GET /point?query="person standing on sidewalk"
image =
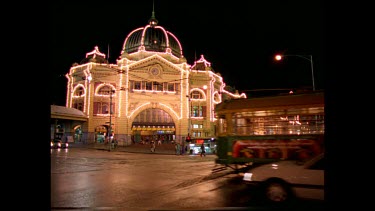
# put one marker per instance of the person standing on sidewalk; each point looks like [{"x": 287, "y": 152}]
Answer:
[
  {"x": 153, "y": 146},
  {"x": 203, "y": 151}
]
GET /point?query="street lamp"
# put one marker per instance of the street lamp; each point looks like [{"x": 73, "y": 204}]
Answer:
[
  {"x": 278, "y": 57},
  {"x": 110, "y": 119}
]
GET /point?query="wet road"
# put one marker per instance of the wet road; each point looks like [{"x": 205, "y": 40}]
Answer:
[{"x": 86, "y": 179}]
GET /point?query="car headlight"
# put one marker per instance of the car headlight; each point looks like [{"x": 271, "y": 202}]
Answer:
[{"x": 247, "y": 176}]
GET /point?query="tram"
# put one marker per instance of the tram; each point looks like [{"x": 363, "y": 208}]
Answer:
[{"x": 265, "y": 129}]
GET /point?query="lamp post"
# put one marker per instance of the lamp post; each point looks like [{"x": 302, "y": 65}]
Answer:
[
  {"x": 307, "y": 57},
  {"x": 110, "y": 119}
]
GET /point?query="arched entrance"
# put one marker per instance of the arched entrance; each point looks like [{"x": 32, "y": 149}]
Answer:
[
  {"x": 153, "y": 124},
  {"x": 100, "y": 133},
  {"x": 77, "y": 133}
]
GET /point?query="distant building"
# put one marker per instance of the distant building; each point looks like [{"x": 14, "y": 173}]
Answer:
[{"x": 150, "y": 93}]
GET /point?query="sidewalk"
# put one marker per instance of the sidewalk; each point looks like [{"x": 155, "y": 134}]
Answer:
[{"x": 166, "y": 149}]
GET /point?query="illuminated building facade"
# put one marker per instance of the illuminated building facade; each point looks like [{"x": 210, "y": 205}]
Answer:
[{"x": 151, "y": 92}]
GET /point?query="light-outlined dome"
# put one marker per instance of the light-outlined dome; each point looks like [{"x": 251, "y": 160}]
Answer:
[{"x": 152, "y": 38}]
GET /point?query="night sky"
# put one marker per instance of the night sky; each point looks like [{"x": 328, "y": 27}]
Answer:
[{"x": 240, "y": 38}]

########################################

§ **What to produce**: Apart from the images, reproduce the listing exactly as it appears.

§ **Answer below**:
GET /point?query="person standing on sidewalk"
image =
# put one marker per instance of the person standing on sidewalk; each point looks like [{"x": 287, "y": 152}]
Answer:
[
  {"x": 153, "y": 146},
  {"x": 203, "y": 151}
]
GET /point?query="street lamp"
# put one marker per instance of the street lamp; each point looks like [{"x": 73, "y": 204}]
Answer:
[
  {"x": 278, "y": 57},
  {"x": 110, "y": 119}
]
GET /point?query="wet road"
# put one marker per instance of the wet road; each point looks like [{"x": 205, "y": 40}]
Answer:
[{"x": 86, "y": 179}]
GET /point?query="car headlight"
# put one marker per instance of the car headlight; each point looks like [{"x": 271, "y": 202}]
Answer:
[{"x": 247, "y": 176}]
GET /point?query="tram"
# put one marker per instance of the tram; each point looks like [{"x": 363, "y": 208}]
Answer:
[{"x": 265, "y": 129}]
GET /point?query="lamp post"
# put one marker per instance of the lamp post; each point looks like [{"x": 302, "y": 65}]
Answer:
[
  {"x": 307, "y": 57},
  {"x": 110, "y": 119}
]
GET /point?query="arched entrance"
# put one marker per instance of the arched entrance; each point looks like [{"x": 32, "y": 149}]
Answer:
[
  {"x": 153, "y": 124},
  {"x": 100, "y": 133},
  {"x": 77, "y": 133}
]
GET /point?query="distant building"
# put one marker per instance of the distant building; each point looks like [{"x": 14, "y": 173}]
Answer:
[{"x": 150, "y": 93}]
GET /point?query="sidewalk"
# put one marker per instance of the sidewalk; each point looks like [{"x": 155, "y": 134}]
Answer:
[{"x": 166, "y": 149}]
GET /point?query="illuminated building facade"
# put one marker per instance of the illuminated building facade; each point looks like [{"x": 210, "y": 205}]
Answer:
[{"x": 151, "y": 92}]
GET /point?query="light-outlined dome"
# put one marker per instance of the light-outlined dome; each point looks like [{"x": 251, "y": 160}]
Answer:
[{"x": 152, "y": 38}]
GET /point?query="night sky"
# put one marker per instance of the night sky; each point looks like [{"x": 328, "y": 27}]
Answer:
[{"x": 240, "y": 38}]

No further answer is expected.